EXTRACT
A little offtopic and a future development rather than an immediate idea. One other thing that you might consider as an Arduino substitute is the RaspberryPI with the GertBoard

There's an availability problem on these. The $35RPi is delayed (again) waiting compliance testing. I suspect the GertBoard won't become a reality until the RPi exists. I also haven't seen final specs on the GertBoard (Analog In?).

It's a much more powerful solutions and easier to program for a given value of "easy". (I think that simple programs on Arduino are easy but it doesn't scale well and complex programs are non-linearly more difficult - mainly a lack of threads).


----------



## fb_bf (Jul 6, 2011)

green caveman said:


> From a feature perspective I think we have the same goals. I want year-over-year data and to be able to correlate it to any outside factors
> anyone can think of a way to measure. I really want aerodynamics - a way to get Cv and see if you can change it with simple aeromods. I also want realistic estimate of power vs hills - mainly because that's not really included at all in range estimates because no one really has any data.

DATA LISTING

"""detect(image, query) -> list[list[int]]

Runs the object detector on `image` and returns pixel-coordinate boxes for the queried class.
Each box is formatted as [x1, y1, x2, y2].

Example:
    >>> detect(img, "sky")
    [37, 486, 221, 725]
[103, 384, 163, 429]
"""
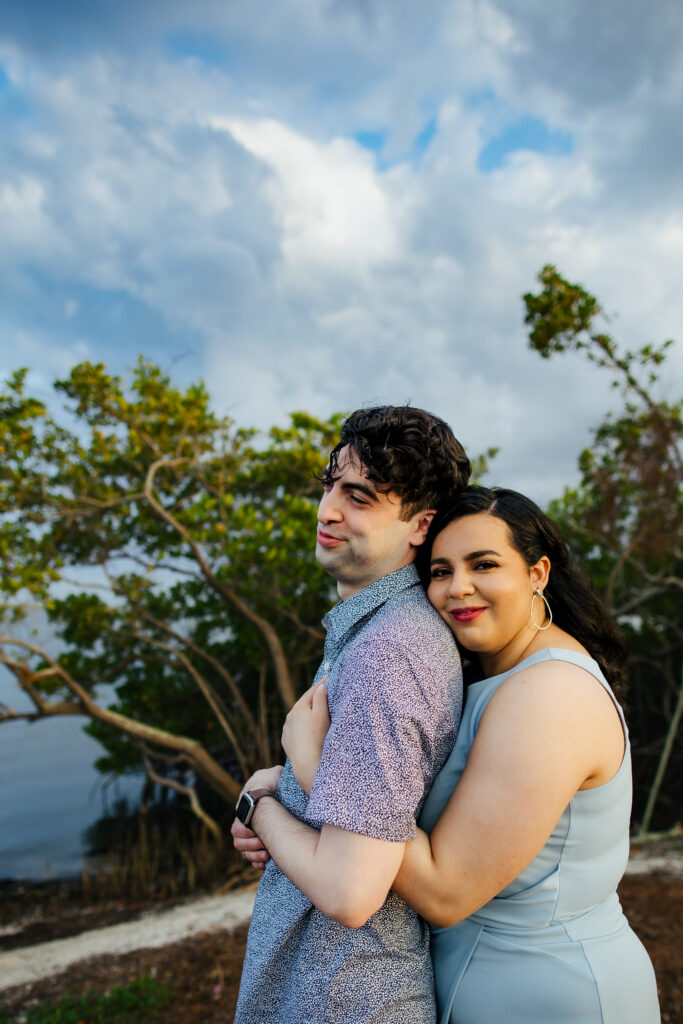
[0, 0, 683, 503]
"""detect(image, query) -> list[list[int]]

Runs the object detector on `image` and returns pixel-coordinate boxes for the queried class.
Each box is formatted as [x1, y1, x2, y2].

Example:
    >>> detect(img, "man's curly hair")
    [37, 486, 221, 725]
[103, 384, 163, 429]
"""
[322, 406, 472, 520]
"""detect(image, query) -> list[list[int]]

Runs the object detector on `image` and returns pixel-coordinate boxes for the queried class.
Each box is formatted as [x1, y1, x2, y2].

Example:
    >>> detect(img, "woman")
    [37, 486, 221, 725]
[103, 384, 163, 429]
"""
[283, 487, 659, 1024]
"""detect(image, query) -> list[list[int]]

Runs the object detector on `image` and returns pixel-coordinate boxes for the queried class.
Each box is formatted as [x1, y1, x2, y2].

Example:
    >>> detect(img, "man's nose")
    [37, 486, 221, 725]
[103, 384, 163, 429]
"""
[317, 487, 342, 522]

---

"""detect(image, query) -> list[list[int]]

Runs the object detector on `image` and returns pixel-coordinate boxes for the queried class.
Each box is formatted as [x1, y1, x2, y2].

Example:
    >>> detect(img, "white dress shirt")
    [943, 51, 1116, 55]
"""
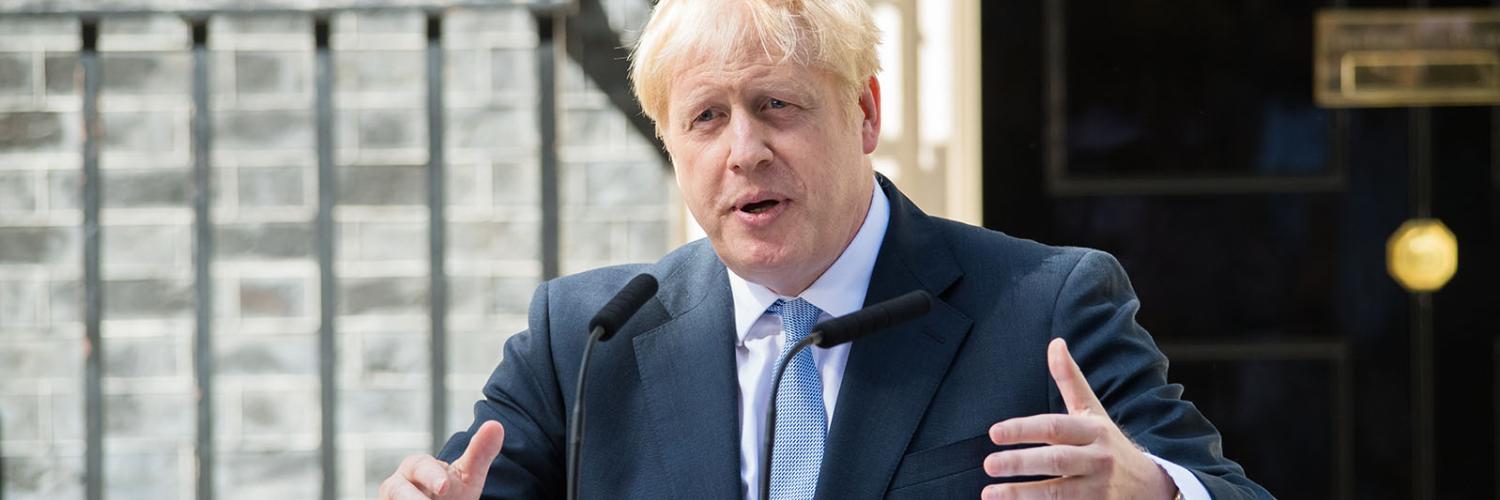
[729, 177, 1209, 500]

GIVEN INSTRUCTION 1
Decide whether each statement below agrees with the Raspberry Pi thread: (a) the $35 RPi is delayed while it waits for compliance testing; (b) the final specs for the GertBoard have been seen; (c) complex Arduino programs are harder mainly because of a lack of threads. Answer yes or no for each, and quote the words of the thread that decide it.
GIVEN INSTRUCTION 2
Copy word for word the stretch of the Raspberry Pi thread from "There's an availability" through "(Jul 6, 2011)".

TASK RESPONSE 1
(a) Yes: "The $35RPi is delayed (again) waiting compliance testing."
(b) No: "I also haven't seen final specs on the GertBoard (Analog In?)."
(c) Yes: "complex programs are non-linearly more difficult - mainly a lack of threads"

TASK RESPONSE 2
There's an availability problem on these. The $35RPi is delayed (again) waiting compliance testing. I suspect the GertBoard won't become a reality until the RPi exists. I also haven't seen final specs on the GertBoard (Analog In?).

It's a much more powerful solutions and easier to program for a given value of "easy". (I think that simple programs on Arduino are easy but it doesn't scale well and complex programs are non-linearly more difficult - mainly a lack of threads).


----------



## fb_bf (Jul 6, 2011)